*** Entries ***
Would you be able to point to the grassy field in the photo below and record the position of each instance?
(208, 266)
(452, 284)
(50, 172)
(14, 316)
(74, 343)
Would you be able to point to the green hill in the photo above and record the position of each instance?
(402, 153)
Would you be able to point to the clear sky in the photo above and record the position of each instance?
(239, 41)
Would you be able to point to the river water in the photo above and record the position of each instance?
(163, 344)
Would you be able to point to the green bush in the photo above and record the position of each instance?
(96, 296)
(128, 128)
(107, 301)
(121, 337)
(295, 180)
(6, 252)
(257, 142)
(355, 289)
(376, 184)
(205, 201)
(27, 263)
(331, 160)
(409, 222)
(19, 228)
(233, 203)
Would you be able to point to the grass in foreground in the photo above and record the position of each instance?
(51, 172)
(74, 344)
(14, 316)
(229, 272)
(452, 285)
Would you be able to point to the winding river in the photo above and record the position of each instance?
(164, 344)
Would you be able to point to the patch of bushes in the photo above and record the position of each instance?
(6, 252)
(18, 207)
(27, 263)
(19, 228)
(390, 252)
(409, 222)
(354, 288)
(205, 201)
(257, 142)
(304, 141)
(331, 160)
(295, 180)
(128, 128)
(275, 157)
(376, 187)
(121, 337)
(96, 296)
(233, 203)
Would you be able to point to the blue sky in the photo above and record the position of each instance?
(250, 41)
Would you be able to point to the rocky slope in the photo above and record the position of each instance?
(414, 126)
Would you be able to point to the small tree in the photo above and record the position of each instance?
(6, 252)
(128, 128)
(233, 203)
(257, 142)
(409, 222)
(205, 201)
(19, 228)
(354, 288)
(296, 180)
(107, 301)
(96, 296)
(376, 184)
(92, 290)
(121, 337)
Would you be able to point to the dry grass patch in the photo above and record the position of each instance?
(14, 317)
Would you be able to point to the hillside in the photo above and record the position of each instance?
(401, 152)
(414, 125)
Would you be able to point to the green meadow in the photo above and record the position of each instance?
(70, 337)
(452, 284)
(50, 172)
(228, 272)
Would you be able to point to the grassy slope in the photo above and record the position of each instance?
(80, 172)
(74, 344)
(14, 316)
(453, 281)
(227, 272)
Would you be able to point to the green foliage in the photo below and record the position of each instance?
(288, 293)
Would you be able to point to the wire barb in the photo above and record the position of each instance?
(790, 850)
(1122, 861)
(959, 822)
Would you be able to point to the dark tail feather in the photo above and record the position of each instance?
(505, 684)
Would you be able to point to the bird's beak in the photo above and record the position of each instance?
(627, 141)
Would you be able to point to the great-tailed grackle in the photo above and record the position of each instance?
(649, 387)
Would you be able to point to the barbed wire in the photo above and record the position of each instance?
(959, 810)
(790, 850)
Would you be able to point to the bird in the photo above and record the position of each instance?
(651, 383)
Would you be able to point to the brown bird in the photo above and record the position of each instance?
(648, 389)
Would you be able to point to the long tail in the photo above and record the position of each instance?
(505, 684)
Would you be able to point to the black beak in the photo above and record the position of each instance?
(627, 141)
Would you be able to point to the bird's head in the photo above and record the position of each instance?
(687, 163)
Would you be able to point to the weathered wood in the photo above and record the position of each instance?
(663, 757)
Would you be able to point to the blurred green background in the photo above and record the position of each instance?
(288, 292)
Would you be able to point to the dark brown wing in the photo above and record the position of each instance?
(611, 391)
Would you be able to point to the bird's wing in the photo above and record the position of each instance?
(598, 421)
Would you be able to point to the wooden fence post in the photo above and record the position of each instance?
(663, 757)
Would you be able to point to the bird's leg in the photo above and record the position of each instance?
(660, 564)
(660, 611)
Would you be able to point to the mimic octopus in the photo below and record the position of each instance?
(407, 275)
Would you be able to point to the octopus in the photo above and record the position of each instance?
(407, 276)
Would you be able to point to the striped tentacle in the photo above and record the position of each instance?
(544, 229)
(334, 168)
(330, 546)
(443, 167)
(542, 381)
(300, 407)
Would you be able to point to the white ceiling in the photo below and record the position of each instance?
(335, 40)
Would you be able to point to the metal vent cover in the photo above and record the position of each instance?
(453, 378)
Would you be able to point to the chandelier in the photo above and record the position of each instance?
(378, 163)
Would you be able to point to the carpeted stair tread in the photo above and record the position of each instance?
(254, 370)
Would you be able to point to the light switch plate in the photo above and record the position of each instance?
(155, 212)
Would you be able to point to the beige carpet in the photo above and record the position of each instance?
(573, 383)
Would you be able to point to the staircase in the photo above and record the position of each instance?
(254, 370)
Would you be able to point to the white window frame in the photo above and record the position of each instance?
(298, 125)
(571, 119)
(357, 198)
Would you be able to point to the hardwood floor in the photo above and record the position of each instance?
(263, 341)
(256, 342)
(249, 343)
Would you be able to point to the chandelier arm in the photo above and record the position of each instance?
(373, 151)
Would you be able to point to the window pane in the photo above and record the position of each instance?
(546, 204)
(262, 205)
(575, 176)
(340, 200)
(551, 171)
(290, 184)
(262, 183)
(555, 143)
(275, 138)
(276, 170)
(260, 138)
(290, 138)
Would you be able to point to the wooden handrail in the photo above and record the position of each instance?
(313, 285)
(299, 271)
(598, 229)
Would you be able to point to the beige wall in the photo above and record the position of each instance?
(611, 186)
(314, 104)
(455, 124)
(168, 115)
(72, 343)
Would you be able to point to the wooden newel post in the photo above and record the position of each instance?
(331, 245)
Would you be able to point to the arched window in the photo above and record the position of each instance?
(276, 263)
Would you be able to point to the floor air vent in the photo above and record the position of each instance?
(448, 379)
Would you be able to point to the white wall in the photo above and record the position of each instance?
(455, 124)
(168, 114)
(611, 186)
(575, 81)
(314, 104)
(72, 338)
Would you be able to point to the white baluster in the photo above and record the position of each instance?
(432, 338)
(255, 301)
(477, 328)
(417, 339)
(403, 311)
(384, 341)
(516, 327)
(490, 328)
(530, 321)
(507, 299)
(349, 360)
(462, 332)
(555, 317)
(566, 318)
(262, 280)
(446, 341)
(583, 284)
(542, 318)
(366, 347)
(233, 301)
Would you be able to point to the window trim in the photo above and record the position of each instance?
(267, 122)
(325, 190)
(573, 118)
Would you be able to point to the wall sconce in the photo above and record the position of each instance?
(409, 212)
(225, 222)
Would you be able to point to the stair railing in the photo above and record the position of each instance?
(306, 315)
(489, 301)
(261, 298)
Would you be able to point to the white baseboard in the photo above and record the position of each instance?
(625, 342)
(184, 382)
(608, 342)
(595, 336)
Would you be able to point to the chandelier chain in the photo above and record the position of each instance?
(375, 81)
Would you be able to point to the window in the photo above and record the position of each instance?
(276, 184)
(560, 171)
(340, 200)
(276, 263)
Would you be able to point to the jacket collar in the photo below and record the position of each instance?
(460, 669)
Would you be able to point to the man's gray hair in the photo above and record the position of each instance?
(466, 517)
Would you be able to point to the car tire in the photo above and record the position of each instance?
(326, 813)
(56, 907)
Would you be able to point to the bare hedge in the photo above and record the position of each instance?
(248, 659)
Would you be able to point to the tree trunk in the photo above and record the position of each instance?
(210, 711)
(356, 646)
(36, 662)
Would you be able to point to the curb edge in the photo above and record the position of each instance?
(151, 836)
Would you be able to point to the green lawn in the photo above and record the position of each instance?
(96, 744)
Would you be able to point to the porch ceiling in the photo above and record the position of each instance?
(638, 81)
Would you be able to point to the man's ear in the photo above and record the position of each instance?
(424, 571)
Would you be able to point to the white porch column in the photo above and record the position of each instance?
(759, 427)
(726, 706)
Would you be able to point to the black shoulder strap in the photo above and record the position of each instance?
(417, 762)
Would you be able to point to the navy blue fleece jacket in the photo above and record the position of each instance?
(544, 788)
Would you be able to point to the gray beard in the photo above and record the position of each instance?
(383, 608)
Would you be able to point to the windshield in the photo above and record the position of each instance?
***
Please turn the lines above into a numbered list, omitting any blank lines.

1. Would you be able to point to the grassy field in the photo below and record the position of each instance?
2. (208, 266)
3. (452, 284)
4. (50, 172)
5. (14, 316)
6. (74, 343)
7. Would you be able to point to the green hill in the photo above and record the position of each instance?
8. (402, 153)
9. Would you be able to point to the clear sky in the photo above and record the position of each instance?
10. (239, 41)
11. Would you be able to point to the river water in the photo above and record the position of each instance?
12. (163, 344)
13. Would you be able to point to the green bush in the photo above and record the position of each instance?
14. (96, 296)
15. (128, 128)
16. (107, 301)
17. (121, 337)
18. (295, 180)
19. (6, 252)
20. (257, 142)
21. (355, 289)
22. (376, 184)
23. (205, 201)
24. (27, 263)
25. (331, 160)
26. (409, 222)
27. (19, 228)
28. (233, 203)
29. Would you be able to point to the grass in foreground in the photo above and record the position of each instance?
30. (51, 172)
31. (74, 344)
32. (14, 316)
33. (229, 272)
34. (452, 285)
35. Would you be able to point to the winding river in the photo above and record the position of each instance?
36. (164, 344)
37. Would you be able to point to the patch of bushes in the photo above and record the position of each instance?
38. (6, 252)
39. (18, 207)
40. (27, 263)
41. (19, 228)
42. (390, 252)
43. (409, 222)
44. (354, 288)
45. (205, 201)
46. (257, 142)
47. (304, 141)
48. (331, 160)
49. (295, 180)
50. (128, 128)
51. (275, 157)
52. (376, 187)
53. (121, 337)
54. (96, 296)
55. (233, 203)
56. Would you be able to point to the blue sky in the photo above and record the position of each instance?
57. (250, 41)
58. Would you be able to point to the rocky slope in the photo above and record the position of each instance?
59. (414, 126)
60. Would you be able to point to the small tree in the photo above and record the position of each instance?
61. (6, 252)
62. (128, 128)
63. (233, 203)
64. (257, 142)
65. (409, 222)
66. (205, 201)
67. (19, 228)
68. (354, 288)
69. (296, 180)
70. (107, 301)
71. (96, 296)
72. (376, 184)
73. (92, 290)
74. (121, 337)
75. Would you be able to point to the dry grass patch in the photo above and record the position of each instance?
76. (14, 317)
77. Would you be able to point to the hillside in the photo above and record the position of each instance?
78. (401, 152)
79. (414, 125)
80. Would you be able to point to the green meadow in the photo above and record the position of each instance?
81. (70, 337)
82. (452, 284)
83. (50, 172)
84. (228, 272)
85. Would you be able to point to the grassy slope in the photo above and record the position of each instance?
86. (80, 172)
87. (74, 344)
88. (14, 316)
89. (453, 281)
90. (227, 272)
91. Would you be able to point to the green foliage in the photo below and record the position of each instance?
92. (288, 293)
93. Would you be able to point to the wire barb in the photo above and record the position of each instance?
94. (790, 850)
95. (1122, 861)
96. (959, 822)
97. Would you be able to point to the dark tail feather in the photo above and record the position of each instance?
98. (505, 684)
99. Would you be able to point to the bird's beak in the photo above and record the position of each instance?
100. (627, 141)
101. Would you be able to point to the great-tailed grackle in the photo above and record the position of each instance?
102. (649, 387)
103. Would you be able to point to the barbed wire in the photo above and record the position of each instance?
104. (959, 810)
105. (790, 850)
106. Would you be able to point to the bird in the photo above and record the position of each instance?
107. (651, 383)
108. Would you be able to point to the brown bird in the photo above and record the position of each instance?
109. (648, 389)
110. Would you be able to point to the long tail in the photo above and record the position of each instance?
111. (505, 684)
112. Would you be able to point to the black beak in the photo above and record the position of each instance?
113. (627, 141)
114. Would you be able to point to the bird's head in the photo above and record the position of each instance?
115. (687, 163)
116. Would you be able to point to the weathered wood in the photo above and record the position of each instance?
117. (663, 757)
118. Would you be able to point to the blurred green background in the photo above and record the position of each instance?
119. (288, 292)
120. Would you be able to point to the dark brown wing in the photo above and record the position of each instance?
121. (611, 391)
122. Would you be able to point to the bird's wing in the photo above and record the position of each instance?
123. (598, 421)
124. Would you be able to point to the wooden fence post in the photo above and record the position of each instance?
125. (663, 757)
126. Would you be able to point to the bird's leg in the photo above and record the position of each instance?
127. (660, 564)
128. (660, 611)
129. Would you be able to point to the mimic octopus in the photo below and record the position of each instance?
130. (407, 275)
131. Would you be able to point to the octopus in the photo above and record the position of each instance?
132. (407, 276)
133. Would you be able to point to the striped tentacle in the photo above and record the position of each instance?
134. (544, 229)
135. (334, 168)
136. (330, 546)
137. (443, 167)
138. (542, 381)
139. (300, 407)
140. Would you be able to point to the white ceiling in the photo below and record the position of each instance?
141. (335, 40)
142. Would you be able to point to the metal vent cover in the photo above and record the position of each instance?
143. (453, 378)
144. Would you be able to point to the chandelier in the photo above and record the position of each instance?
145. (378, 163)
146. Would you be able to point to the carpeted stair tread in the photo above and record the position of each instance?
147. (254, 370)
148. Would you be able to point to the light switch plate in the photo above and record the position of each instance?
149. (155, 212)
150. Would you be able to point to the beige carpet in the photo above and record the position of each instance?
151. (573, 383)
152. Would you be able to point to the staircase in the photo above and record the position of each instance?
153. (254, 370)
154. Would you be able to point to the white window frame in the photo above and record the position of each instance?
155. (298, 125)
156. (571, 119)
157. (357, 198)
158. Would you be able to point to the hardwood floor in the photo above and record the position of each instance?
159. (263, 341)
160. (256, 342)
161. (249, 343)
162. Would you be able to point to the chandelier arm in the photo above and record the position of each instance?
163. (373, 151)
164. Would you be able to point to the window pane in the photo above and record the position of each instance?
165. (546, 204)
166. (262, 205)
167. (575, 176)
168. (340, 200)
169. (551, 171)
170. (290, 184)
171. (262, 183)
172. (555, 143)
173. (275, 138)
174. (276, 170)
175. (260, 138)
176. (290, 138)
177. Would you be able to point to the wooden handrail in the photo above and record the position of each instance?
178. (313, 285)
179. (299, 271)
180. (598, 229)
181. Would you be able to point to the beige wall in the photo above and record the position of each instance?
182. (611, 186)
183. (314, 104)
184. (455, 124)
185. (168, 115)
186. (72, 343)
187. Would you be able to point to the wooden newel post in the photo above and record the position of each instance?
188. (331, 245)
189. Would you be able to point to the arched window in the photo above and record the position of each instance?
190. (276, 263)
191. Would you be able to point to the floor air vent in the photo above and record the position of each instance?
192. (448, 379)
193. Would you be able to point to the white wall in the photo above and record the position of each instance?
194. (455, 124)
195. (168, 114)
196. (611, 186)
197. (575, 81)
198. (314, 104)
199. (72, 338)
200. Would you be able to point to the white baluster in the photo above and record the position of each instance?
201. (432, 338)
202. (255, 301)
203. (477, 328)
204. (417, 339)
205. (403, 311)
206. (384, 341)
207. (516, 327)
208. (490, 328)
209. (530, 321)
210. (507, 299)
211. (349, 360)
212. (462, 332)
213. (555, 317)
214. (566, 318)
215. (262, 280)
216. (446, 341)
217. (583, 284)
218. (542, 318)
219. (366, 347)
220. (233, 301)
221. Would you be able to point to the window trim in the photo above and record the position of each instance?
222. (267, 122)
223. (325, 190)
224. (573, 118)
225. Would you be able to point to the wall sconce in the photo above and record the position of each instance?
226. (409, 212)
227. (225, 222)
228. Would you be able to point to the stair railing in the photo above and record the position of each instance?
229. (306, 315)
230. (489, 301)
231. (261, 298)
232. Would you be able to point to the white baseboard in the photo above and record the position of each instance?
233. (625, 342)
234. (184, 382)
235. (608, 342)
236. (595, 336)
237. Would you be able to point to the chandelier chain in the photo above and record the position of each instance?
238. (375, 81)
239. Would you be able to point to the window in the photo above and record the position of each instance?
240. (276, 184)
241. (560, 171)
242. (340, 200)
243. (276, 263)
244. Would you be able to point to the jacket collar in the photo below and record the position of each instance?
245. (460, 669)
246. Would you be able to point to the man's gray hair in the photo above and record the position of each instance?
247. (466, 517)
248. Would you be able to point to the car tire in the photo above and record the position of each instance?
249. (326, 813)
250. (56, 907)
251. Would you be able to point to the bare hedge in the photo above and record the position of each instance?
252. (248, 659)
253. Would you be able to point to the tree trunk in the photo above and record the position of each instance?
254. (210, 711)
255. (356, 646)
256. (36, 662)
257. Would you be able to point to the curb edge in the photo above and record the position of each instance?
258. (151, 836)
259. Would you be able to point to the green lawn in the photo above and record the position of each instance?
260. (96, 744)
261. Would you be able to point to the porch ceiling in the photo above and record the position of each instance?
262. (638, 81)
263. Would you be able to point to the man's ear in the photo above and record the position of each instance?
264. (424, 571)
265. Would you be able to point to the white porch column in the photo above and record the position of each instance?
266. (759, 427)
267. (726, 706)
268. Would you be able to point to the black shoulder strap in the photo above and record the position of each instance?
269. (417, 762)
270. Would you be able to point to the navy blue fleece jacket in the photo above and record the position of each instance?
271. (544, 788)
272. Would you be able to point to the gray beard in the photo above and record the position of each instance?
273. (383, 608)
274. Would you be able to point to the windshield in the photo above and record the position of each instance?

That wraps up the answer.